■ **Work item**
Return the run of lines below that opens with the line containing "like x=361, y=224." and closes with the line containing "like x=144, y=132.", keeping each one exact.

--------------------------------------------------

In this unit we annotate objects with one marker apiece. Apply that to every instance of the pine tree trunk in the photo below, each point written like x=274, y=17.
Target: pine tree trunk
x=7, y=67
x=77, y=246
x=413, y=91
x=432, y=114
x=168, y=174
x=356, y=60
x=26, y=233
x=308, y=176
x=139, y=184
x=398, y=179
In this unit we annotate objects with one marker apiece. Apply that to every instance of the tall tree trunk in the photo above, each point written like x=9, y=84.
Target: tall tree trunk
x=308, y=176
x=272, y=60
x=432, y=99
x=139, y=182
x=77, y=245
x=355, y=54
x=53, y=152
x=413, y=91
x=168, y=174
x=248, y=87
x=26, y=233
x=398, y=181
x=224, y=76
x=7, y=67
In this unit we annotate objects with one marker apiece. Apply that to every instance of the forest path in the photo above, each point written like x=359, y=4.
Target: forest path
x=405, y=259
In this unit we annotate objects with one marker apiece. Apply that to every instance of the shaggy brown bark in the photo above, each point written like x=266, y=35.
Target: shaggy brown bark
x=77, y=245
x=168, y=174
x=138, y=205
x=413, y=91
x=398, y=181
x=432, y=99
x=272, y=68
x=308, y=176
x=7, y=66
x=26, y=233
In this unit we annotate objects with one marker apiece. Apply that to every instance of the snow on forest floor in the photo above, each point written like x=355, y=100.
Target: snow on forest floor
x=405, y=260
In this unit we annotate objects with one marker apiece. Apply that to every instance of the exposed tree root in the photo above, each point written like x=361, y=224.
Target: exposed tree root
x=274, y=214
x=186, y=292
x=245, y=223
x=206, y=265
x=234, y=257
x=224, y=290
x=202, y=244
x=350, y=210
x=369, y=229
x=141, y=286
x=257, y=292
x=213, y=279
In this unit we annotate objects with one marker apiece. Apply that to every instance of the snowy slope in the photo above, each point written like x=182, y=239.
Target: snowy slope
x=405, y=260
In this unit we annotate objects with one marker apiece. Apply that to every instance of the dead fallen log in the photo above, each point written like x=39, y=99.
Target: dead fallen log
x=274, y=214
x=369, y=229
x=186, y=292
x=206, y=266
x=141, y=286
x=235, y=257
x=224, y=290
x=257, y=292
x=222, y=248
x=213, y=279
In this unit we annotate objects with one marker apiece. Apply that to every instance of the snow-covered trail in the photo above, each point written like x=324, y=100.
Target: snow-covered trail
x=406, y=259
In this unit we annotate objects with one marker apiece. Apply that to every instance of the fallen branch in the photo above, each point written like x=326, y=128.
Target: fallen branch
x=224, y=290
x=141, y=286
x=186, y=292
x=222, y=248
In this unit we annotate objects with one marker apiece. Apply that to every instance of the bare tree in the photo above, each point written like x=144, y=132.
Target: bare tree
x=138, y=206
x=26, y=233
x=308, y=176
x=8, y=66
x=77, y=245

--------------------------------------------------

■ **Result**
In this unit we annotate objects with one marker apiece. Apply that to every instance of the exposed tree root in the photo above, each point written like x=361, y=224.
Target: exposed tree root
x=274, y=214
x=186, y=292
x=245, y=223
x=206, y=265
x=234, y=257
x=224, y=290
x=202, y=244
x=350, y=210
x=369, y=229
x=141, y=286
x=257, y=292
x=213, y=279
In this unit we annotate objects with one marker apiece. Apply that to every instance of the snowy slope in the photo above, each point written like x=182, y=239.
Target: snowy slope
x=405, y=260
In this unit we annotate objects with one marker apiece. Apply that to every instance of the dead fallen log in the photo above, each point written like x=39, y=99.
Target: dead fallen log
x=274, y=214
x=369, y=229
x=186, y=292
x=206, y=266
x=141, y=286
x=235, y=257
x=224, y=290
x=257, y=292
x=222, y=248
x=213, y=279
In this unit we annotate objects with one marker apiece. Apply that to every instance of the snow-covered trail in the photo above, each point written like x=324, y=100.
Target: snow-covered trail
x=406, y=259
In this unit we annotate objects with one marker apiece. Apply that to every instance of the fallen branch in the photo above, each point written like x=326, y=128.
Target: fallen branch
x=224, y=290
x=141, y=286
x=186, y=292
x=222, y=248
In this unit we annotate objects with one marker apiece. Apply that to every instance of the bare tree in the photo above, each point written like x=144, y=132.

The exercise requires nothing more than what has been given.